» **Information provided**:
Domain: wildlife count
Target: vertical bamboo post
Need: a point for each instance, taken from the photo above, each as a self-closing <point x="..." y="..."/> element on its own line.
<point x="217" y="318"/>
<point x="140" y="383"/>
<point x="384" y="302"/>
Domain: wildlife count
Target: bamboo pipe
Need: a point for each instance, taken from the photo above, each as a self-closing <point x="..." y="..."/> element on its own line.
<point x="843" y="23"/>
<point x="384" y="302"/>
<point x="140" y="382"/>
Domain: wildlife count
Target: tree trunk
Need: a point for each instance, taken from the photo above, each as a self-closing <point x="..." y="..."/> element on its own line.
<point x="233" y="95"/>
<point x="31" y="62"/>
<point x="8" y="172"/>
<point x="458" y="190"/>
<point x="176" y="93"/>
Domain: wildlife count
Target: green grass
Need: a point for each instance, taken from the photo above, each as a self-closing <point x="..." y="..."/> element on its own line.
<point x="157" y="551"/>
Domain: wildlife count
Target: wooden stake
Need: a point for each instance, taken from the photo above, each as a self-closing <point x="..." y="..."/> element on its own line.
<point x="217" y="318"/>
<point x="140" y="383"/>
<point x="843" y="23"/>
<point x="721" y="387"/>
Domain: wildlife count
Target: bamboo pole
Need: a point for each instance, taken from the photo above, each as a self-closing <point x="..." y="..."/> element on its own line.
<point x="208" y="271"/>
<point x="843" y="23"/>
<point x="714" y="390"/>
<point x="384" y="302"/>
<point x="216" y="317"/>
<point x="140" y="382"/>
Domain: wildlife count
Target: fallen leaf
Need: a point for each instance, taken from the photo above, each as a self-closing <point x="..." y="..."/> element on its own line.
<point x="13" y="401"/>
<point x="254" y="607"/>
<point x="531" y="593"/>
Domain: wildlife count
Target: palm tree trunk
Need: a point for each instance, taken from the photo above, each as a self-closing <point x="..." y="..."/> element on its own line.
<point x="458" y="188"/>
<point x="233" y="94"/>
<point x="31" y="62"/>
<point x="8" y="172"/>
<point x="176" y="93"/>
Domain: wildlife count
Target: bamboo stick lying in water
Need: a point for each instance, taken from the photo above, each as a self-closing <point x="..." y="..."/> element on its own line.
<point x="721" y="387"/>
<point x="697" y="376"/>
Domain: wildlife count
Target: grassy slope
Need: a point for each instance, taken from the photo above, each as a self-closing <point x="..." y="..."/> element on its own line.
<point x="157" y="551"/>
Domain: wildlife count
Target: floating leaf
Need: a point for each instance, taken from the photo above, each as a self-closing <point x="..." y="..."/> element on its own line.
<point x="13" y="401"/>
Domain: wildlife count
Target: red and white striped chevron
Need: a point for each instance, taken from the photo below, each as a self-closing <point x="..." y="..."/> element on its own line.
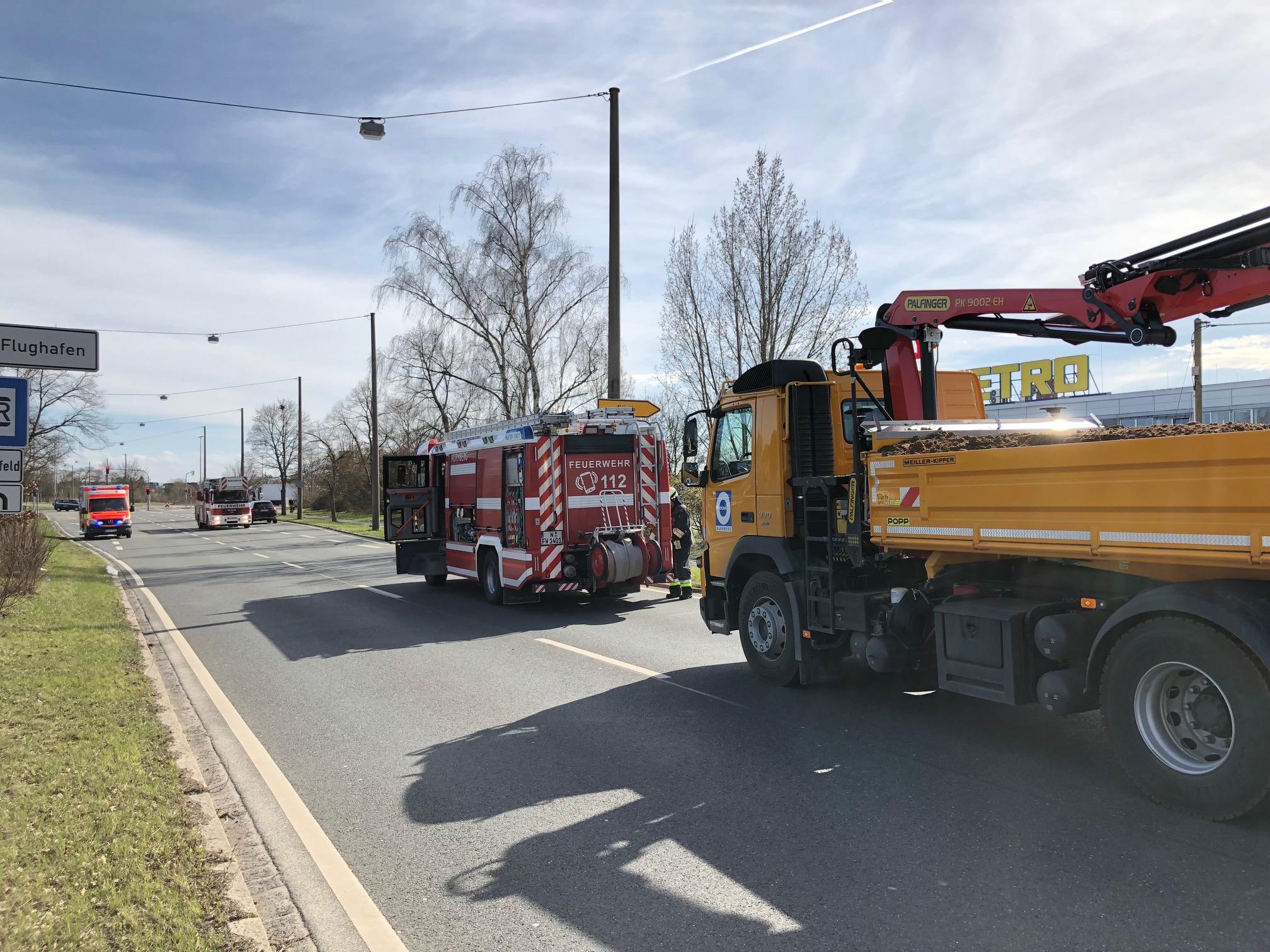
<point x="550" y="499"/>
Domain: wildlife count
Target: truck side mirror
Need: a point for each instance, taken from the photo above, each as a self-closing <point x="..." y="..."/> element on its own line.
<point x="689" y="472"/>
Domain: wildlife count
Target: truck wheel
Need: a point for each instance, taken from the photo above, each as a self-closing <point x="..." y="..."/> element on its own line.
<point x="491" y="581"/>
<point x="767" y="630"/>
<point x="1189" y="714"/>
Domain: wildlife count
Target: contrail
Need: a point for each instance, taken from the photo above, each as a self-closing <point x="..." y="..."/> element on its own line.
<point x="780" y="40"/>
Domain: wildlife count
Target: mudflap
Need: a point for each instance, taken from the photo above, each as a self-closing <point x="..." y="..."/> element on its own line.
<point x="520" y="597"/>
<point x="821" y="666"/>
<point x="421" y="558"/>
<point x="714" y="608"/>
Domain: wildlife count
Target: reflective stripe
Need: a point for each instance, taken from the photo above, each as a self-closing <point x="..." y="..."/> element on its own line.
<point x="1062" y="535"/>
<point x="601" y="502"/>
<point x="927" y="531"/>
<point x="1176" y="538"/>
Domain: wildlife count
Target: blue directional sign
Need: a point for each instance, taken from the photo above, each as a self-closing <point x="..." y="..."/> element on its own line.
<point x="13" y="412"/>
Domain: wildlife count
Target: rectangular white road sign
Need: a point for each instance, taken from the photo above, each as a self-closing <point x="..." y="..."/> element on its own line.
<point x="11" y="498"/>
<point x="11" y="466"/>
<point x="47" y="348"/>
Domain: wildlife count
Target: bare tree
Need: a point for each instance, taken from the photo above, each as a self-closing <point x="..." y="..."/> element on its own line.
<point x="331" y="442"/>
<point x="518" y="301"/>
<point x="275" y="437"/>
<point x="65" y="414"/>
<point x="770" y="283"/>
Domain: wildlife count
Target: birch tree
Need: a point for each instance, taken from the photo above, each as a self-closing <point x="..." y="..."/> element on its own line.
<point x="518" y="300"/>
<point x="767" y="281"/>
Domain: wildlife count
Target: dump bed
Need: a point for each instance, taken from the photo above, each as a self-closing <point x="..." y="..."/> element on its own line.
<point x="1175" y="507"/>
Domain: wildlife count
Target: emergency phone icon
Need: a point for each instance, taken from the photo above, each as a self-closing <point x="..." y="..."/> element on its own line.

» **Task requirements**:
Here the job is to set down exactly the lines of the material above that fall between the one with "Target: fallen leaf" and the one with "Target: bamboo stick lying in water", inclusive, and nothing beyond them.

» **Solution for this exercise**:
Target: fallen leaf
Need: a point for each instance, taken from the photo above, each as a self-closing <point x="..." y="..."/> element on its own line.
<point x="13" y="401"/>
<point x="254" y="607"/>
<point x="531" y="593"/>
Domain: wildlife count
Target: palm tree trunk
Need: a point for each instance, taken from the photo above, each as a self-closing <point x="..." y="..."/> element on its own line.
<point x="458" y="188"/>
<point x="233" y="94"/>
<point x="31" y="62"/>
<point x="8" y="172"/>
<point x="176" y="93"/>
Domain: wildlife count
Target: bamboo stick lying in water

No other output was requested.